→ **EXERCISE GOAL**
The answer should consist of all the records, written out word for word.

──────────

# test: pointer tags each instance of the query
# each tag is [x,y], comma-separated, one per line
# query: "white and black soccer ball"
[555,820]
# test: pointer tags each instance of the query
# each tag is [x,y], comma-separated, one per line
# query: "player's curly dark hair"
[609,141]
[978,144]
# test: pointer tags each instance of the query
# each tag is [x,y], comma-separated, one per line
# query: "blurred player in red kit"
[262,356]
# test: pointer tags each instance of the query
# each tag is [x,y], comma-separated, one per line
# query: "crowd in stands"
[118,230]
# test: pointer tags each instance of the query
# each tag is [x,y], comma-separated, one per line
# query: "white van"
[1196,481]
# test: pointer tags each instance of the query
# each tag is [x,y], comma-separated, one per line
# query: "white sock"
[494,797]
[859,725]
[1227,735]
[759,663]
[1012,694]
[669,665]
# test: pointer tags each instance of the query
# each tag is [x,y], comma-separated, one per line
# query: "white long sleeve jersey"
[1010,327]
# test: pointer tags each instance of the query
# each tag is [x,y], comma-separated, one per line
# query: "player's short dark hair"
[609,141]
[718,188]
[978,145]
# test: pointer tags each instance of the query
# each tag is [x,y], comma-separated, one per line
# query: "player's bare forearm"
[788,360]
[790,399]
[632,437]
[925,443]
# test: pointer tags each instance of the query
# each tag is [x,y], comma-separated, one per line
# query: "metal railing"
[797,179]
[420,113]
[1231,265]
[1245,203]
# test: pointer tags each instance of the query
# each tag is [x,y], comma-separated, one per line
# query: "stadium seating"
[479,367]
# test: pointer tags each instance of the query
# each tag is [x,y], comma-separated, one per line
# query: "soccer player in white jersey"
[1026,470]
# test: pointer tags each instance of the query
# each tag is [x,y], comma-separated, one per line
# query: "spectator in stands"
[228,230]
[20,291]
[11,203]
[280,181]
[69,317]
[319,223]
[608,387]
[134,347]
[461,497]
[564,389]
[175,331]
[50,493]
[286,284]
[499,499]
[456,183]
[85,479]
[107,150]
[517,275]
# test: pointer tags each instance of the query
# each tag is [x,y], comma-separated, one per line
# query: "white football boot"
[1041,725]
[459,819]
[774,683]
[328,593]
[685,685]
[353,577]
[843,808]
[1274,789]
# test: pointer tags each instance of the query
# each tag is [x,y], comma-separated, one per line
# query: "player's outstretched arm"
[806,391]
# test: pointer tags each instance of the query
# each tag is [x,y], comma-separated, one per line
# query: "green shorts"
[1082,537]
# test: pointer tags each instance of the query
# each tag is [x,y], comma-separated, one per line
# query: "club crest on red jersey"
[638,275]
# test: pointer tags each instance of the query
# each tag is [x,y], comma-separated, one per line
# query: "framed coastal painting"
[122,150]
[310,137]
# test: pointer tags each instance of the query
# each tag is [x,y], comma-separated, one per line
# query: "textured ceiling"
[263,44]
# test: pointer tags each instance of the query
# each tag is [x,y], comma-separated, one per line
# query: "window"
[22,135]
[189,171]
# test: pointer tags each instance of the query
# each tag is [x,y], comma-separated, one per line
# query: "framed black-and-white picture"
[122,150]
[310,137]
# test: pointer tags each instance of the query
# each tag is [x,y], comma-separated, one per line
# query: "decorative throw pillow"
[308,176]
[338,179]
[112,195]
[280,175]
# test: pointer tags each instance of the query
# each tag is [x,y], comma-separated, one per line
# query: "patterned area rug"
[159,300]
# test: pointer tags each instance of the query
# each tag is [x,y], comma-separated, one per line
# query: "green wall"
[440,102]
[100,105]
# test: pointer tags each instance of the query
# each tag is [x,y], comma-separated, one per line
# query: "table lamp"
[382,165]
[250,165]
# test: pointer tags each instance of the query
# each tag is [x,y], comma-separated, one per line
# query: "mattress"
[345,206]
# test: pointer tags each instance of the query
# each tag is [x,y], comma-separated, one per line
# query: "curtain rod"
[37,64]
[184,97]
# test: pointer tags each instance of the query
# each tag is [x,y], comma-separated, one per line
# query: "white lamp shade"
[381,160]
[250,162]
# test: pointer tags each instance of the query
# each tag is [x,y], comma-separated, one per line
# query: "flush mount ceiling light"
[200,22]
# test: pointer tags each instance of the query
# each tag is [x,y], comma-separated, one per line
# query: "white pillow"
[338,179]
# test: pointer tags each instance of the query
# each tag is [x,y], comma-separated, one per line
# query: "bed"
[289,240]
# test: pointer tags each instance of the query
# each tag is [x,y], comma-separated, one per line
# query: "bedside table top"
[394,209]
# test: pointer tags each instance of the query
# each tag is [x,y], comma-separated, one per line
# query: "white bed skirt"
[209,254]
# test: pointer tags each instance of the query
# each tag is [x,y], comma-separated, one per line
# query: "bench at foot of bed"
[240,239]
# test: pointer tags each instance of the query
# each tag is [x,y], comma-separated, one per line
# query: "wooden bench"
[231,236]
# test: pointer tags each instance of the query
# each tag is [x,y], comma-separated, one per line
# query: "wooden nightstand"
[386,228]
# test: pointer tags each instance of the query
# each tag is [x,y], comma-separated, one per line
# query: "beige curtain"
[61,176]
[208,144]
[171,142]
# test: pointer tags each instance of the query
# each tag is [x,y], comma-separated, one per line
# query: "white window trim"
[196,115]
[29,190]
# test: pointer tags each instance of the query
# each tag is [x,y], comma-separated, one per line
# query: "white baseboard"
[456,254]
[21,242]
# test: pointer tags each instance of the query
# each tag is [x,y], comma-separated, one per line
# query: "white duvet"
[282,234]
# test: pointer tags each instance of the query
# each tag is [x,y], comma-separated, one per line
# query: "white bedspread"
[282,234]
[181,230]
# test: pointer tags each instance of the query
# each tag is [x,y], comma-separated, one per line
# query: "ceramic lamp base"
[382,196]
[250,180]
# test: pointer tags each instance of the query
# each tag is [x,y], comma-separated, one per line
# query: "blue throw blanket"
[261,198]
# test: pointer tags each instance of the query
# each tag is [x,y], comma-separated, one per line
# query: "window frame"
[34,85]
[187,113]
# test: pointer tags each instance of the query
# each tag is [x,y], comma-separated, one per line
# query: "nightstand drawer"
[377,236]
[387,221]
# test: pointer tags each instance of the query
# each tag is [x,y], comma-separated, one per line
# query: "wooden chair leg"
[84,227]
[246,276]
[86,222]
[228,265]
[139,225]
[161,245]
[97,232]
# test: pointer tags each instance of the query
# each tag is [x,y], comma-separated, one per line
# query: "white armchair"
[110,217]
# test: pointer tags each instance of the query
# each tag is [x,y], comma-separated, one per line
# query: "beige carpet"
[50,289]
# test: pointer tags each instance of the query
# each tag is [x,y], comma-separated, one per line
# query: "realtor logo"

──────────

→ **SOLUTION FOR THIS PROBLEM**
# test: pointer tags each instance of the query
# each tag is [x,y], comma-separated, one per line
# query: "white and black soccer ball"
[555,820]
# test: pointer tags each instance of the query
# each tag is [x,y], comma-separated, one per line
# query: "player's curly dark hair"
[609,141]
[978,144]
# test: pointer tags each instance of the query
# each tag is [x,y], comma-separated, one per line
# query: "blurred player in red kit"
[262,356]
# test: pointer tags each instance of the query
# each tag is [x,y], comma-separated, one per line
# query: "crowd in stands"
[118,230]
# test: pointer tags each instance of the query
# each tag is [x,y], comma-separated, one per line
# query: "white van"
[1196,481]
# test: pointer tags each instance of the query
# each tag is [x,y], comma-separated, one per line
# query: "white sock"
[494,797]
[859,725]
[1227,735]
[759,663]
[1012,694]
[669,665]
# test: pointer tags each instance of the query
# each tag is [x,y], comma-separated, one per line
# query: "white long sleeve jersey"
[1010,327]
# test: pointer tags each instance of the query
# each tag is [x,y], comma-separated, one per line
# query: "player's short dark hair"
[609,141]
[718,188]
[978,145]
# test: pointer tags each instance of the query
# each tag is [x,y], comma-separated, one per line
# query: "player's bare forearm"
[788,360]
[790,399]
[632,437]
[925,443]
# test: pointer tags each instance of the query
# each tag is [x,y], comma-separated, one per line
# query: "metal railing"
[797,179]
[420,113]
[1231,265]
[1245,203]
# test: pointer tags each instance of the query
# each tag is [x,y], comma-separated, one per line
# query: "stadium seating"
[479,367]
# test: pointer tags each instance of the query
# each tag is [x,y], comma-separated, one per line
# query: "soccer player in white jersey"
[1026,470]
# test: pointer tags each instance of the query
# each tag is [x,y], comma-separated, one per line
# query: "spectator in stands"
[228,230]
[20,291]
[11,203]
[280,181]
[69,317]
[319,223]
[608,387]
[134,347]
[461,497]
[564,389]
[175,331]
[50,493]
[286,284]
[499,499]
[456,183]
[85,479]
[107,150]
[517,275]
# test: pointer tags each instance of the query
# each tag is [x,y], comma-separated, one per line
# query: "white football boot"
[1041,725]
[459,819]
[774,683]
[328,593]
[685,685]
[353,577]
[843,808]
[1274,789]
# test: pointer tags each instance of the query
# each tag is [x,y], comma-separated, one per line
# query: "player's outstretched arm"
[806,391]
# test: pointer tags each instance of the query
# each tag is [x,y], comma-separated, one per line
# query: "green shorts"
[1082,537]
# test: pointer tags each instance of the query
# each tag is [x,y], comma-separated, one per line
# query: "club crest on red jersey"
[638,275]
# test: pointer tags each instance of the query
# each tag is [x,y], comma-separated, one per line
# query: "framed coastal painting"
[122,150]
[310,137]
# test: pointer tags each instance of the query
# each tag is [x,y], comma-separated, one per line
# query: "textured ceiling"
[263,44]
# test: pointer tags each instance of the query
# each tag is [x,y], comma-separated, one per line
# query: "window"
[22,135]
[189,171]
# test: pointer tags each instance of the query
# each tag is [x,y], comma-separated, one per line
# query: "framed black-and-white picture"
[122,150]
[310,137]
# test: pointer tags each instance of the query
# each tag is [x,y], comma-separated, one per line
# query: "decorative throw pillow"
[308,176]
[338,179]
[112,195]
[280,175]
# test: pointer tags each instance of the query
# each tag is [x,y], comma-separated, one per line
# query: "patterned area rug"
[159,300]
# test: pointer tags each instance of the query
# each tag is [x,y], comma-separated, one per line
# query: "green wall"
[440,102]
[100,105]
# test: pointer tags each instance of the query
# each tag is [x,y], comma-separated, one per line
# query: "table lamp"
[382,165]
[250,165]
# test: pointer tags each instance of the query
# each tag is [x,y], comma-separated, one per line
# query: "mattress"
[345,206]
# test: pointer tags each instance of the query
# each tag is [x,y], comma-separated, one per line
# query: "curtain rod"
[37,64]
[184,97]
# test: pointer tags each instance of the query
# each tag is [x,y], comma-separated, one per line
# query: "white lamp shade"
[381,160]
[250,162]
# test: pointer tags each instance of the query
# each tag is [x,y], comma-separated, one per line
# query: "flush mount ceiling light"
[200,22]
# test: pointer tags each instance of the query
# each tag is [x,y], comma-separated, one per line
# query: "white pillow"
[338,179]
# test: pointer tags each instance of the query
# each tag is [x,y], comma-separated, one per line
# query: "bed"
[289,240]
# test: pointer tags each instance of the query
# each tag is [x,y], comma-separated, one per line
# query: "bedside table top"
[394,209]
# test: pointer tags each instance of the query
# each tag is [x,y], comma-separated, one per line
# query: "white bed skirt"
[209,254]
# test: pointer tags each instance of the query
# each tag is [x,y], comma-separated, one per line
# query: "bench at foot of bed"
[240,239]
# test: pointer tags each instance of the query
# each tag is [x,y], comma-separated, one per line
# query: "wooden bench"
[231,236]
# test: pointer tags each instance of the query
# each tag is [x,y], comma-separated, one per line
# query: "wooden nightstand"
[386,228]
# test: pointer tags each instance of the query
# each tag is [x,y], comma-separated, one per line
# query: "beige curtain"
[61,176]
[208,144]
[171,142]
# test: pointer tags each instance of the query
# each tag is [x,y], comma-separated, one per line
# query: "white window trim"
[196,115]
[29,190]
# test: pointer tags each instance of the query
# each tag is [x,y], comma-separated, one per line
# query: "white baseboard"
[456,254]
[21,242]
# test: pointer tags each instance of the query
# each tag is [x,y], comma-separated, one per line
# query: "white duvet"
[282,234]
# test: pointer tags each instance of the query
# each tag is [x,y], comma-separated, one per line
# query: "white bedspread"
[282,234]
[181,230]
# test: pointer tags each instance of the query
# each tag is [x,y], comma-separated, one per line
# query: "ceramic lamp base"
[382,196]
[250,180]
# test: pointer tags each instance of the query
# each tag is [x,y], comma-separated, one per line
# query: "blue throw blanket"
[261,198]
# test: pointer tags each instance of the query
# each tag is [x,y], comma-separated, one per line
# query: "window frame"
[34,85]
[187,113]
# test: pointer tags each instance of the query
# each tag is [x,y], comma-separated, one per line
# query: "nightstand drawer"
[377,236]
[387,221]
# test: pointer tags each instance of the query
# each tag is [x,y], comma-separated, one per line
# query: "wooden chair leg"
[84,227]
[246,276]
[86,222]
[228,265]
[139,225]
[161,245]
[97,232]
# test: pointer tags each instance of the query
# each tag is [x,y], comma-separated, one per line
# query: "white armchair"
[110,217]
# test: pointer tags each instance of the query
# each tag is [x,y], comma-separated, one per line
# query: "beige carpet"
[50,289]
# test: pointer tags each instance of the query
# each tag is [x,y], comma-separated, one per line
# query: "realtor logo"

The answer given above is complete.